## What to work on
Set down every one of the entries below word for word, changing nothing.

(Stored data entries)
.....

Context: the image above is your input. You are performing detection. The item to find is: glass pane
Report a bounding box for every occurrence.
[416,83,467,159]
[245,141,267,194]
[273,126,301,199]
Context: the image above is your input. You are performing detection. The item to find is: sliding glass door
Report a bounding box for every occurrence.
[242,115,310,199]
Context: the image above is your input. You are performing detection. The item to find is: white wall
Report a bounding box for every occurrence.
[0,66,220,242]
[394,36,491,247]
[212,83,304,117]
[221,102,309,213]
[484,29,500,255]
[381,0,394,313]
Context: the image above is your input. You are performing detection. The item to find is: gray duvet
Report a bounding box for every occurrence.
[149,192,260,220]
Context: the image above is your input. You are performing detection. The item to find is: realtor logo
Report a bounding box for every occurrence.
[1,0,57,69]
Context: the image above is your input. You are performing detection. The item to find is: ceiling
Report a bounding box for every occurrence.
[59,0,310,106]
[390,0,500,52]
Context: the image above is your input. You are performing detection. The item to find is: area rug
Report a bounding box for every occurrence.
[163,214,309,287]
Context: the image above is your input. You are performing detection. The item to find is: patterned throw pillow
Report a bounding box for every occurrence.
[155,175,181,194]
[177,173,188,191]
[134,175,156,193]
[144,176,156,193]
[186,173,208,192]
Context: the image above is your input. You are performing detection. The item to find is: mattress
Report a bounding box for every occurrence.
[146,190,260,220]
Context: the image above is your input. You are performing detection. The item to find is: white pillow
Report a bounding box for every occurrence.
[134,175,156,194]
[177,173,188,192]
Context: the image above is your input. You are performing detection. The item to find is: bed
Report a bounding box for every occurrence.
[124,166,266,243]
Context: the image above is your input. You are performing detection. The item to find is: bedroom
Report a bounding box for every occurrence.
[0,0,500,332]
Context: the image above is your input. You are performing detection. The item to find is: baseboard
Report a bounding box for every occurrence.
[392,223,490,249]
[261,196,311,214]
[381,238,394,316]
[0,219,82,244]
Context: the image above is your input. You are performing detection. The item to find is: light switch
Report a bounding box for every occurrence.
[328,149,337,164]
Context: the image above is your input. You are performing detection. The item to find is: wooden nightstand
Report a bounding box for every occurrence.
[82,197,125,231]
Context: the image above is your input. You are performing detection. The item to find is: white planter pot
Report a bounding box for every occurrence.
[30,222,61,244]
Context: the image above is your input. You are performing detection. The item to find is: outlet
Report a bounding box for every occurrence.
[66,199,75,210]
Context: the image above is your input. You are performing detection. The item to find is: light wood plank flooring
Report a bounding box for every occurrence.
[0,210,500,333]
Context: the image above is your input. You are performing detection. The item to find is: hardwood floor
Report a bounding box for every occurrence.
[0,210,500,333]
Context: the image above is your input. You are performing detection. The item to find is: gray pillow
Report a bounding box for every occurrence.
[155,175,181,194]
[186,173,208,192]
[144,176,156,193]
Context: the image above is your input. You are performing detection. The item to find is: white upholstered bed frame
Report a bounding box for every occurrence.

.....

## Written answer
Context: the image above is your input. You are performing detection. The item to find is: glass pane
Report a bounding box for every occurrence.
[416,83,467,159]
[245,141,267,194]
[273,126,301,199]
Context: the image above is your input. You are performing detection. The item to find is: sliding glass door
Report a bounding box for every occurrence.
[242,115,310,199]
Context: the image above is your input. You are performing detection. The item to find is: white wall
Report a bounding box for every occurrence.
[0,66,220,242]
[394,36,491,247]
[212,83,304,117]
[221,102,309,213]
[484,29,500,255]
[381,0,394,313]
Context: the image above is your input. You are performing detection. The item to find is: gray duvet
Report a bounding box for every occurrence.
[149,192,260,220]
Context: the image above is your input. You are performing detection. The item to find is: realtor logo
Report a bounding box for every occurrence.
[1,0,57,69]
Context: the image above is your input. You are performing detection. The item to find is: ceiling
Report a bounding box for every occurrence.
[59,0,310,106]
[390,0,500,52]
Context: the image above is your input. You are performing detection. The item to find is: area rug
Report a bounding box for every occurrence.
[163,214,309,287]
Context: the image above is your input. You are performing detection. The item to find is: patterned throw pillow
Report a bounding box for every occurrence.
[155,175,181,194]
[177,173,188,191]
[134,175,156,193]
[144,176,156,193]
[186,173,208,192]
Context: the image above is your input. You are performing detection. The item to find is: mattress
Report a bounding box for every occurrence.
[146,190,260,220]
Context: the image above is your input. You are performing detection. The item to find is: white pillow
Report a bounding box for every occurrence.
[134,175,156,194]
[177,173,188,192]
Context: the image above is your input. You are performing detection. The item to find is: bed
Report a bounding box for every occurrence.
[124,166,266,243]
Context: the image above is your input. You are performing detection. The item to find is: bedroom
Report a bounding box for every occurrence.
[0,0,500,332]
Context: the image above is your input. You are performing detection. The item to find is: baseboard
Report a bounding box for every occurrence.
[392,223,490,249]
[261,196,311,214]
[381,238,394,316]
[0,219,82,244]
Context: the image above is your input. You are performing detection. The item to find is: light switch
Report a bounding box for every occurrence.
[328,149,337,164]
Context: the image above is your input. You are performing detection. The item to find is: wooden nightstand
Report a bounding box for every occurrence.
[82,197,125,231]
Context: the image above is your input. You are performing detection. The item to find is: white planter pot
Report a bounding box for every occurrence.
[30,222,61,244]
Context: the image above is your input. You are performing detection. The item to find is: outlet
Report a bounding box for every occurrence.
[66,199,75,210]
Context: the image above is your input. You are performing detection. The item to find is: light wood plank flooring
Report a bounding box for every occurrence.
[0,210,500,333]
Context: the image above is your input. You are performing detection. The item to find is: hardwood floor
Report a bounding box for every occurrence.
[0,210,500,333]
Context: the image above is your input. You are performing detection. The item to find is: gray pillow
Report a bounding box for every occurrence.
[155,175,181,194]
[186,173,208,192]
[144,176,156,193]
Context: the image above is your input. You are performing detection. The item to find is: white upholstered bed frame
Report a bounding box for every occurrence.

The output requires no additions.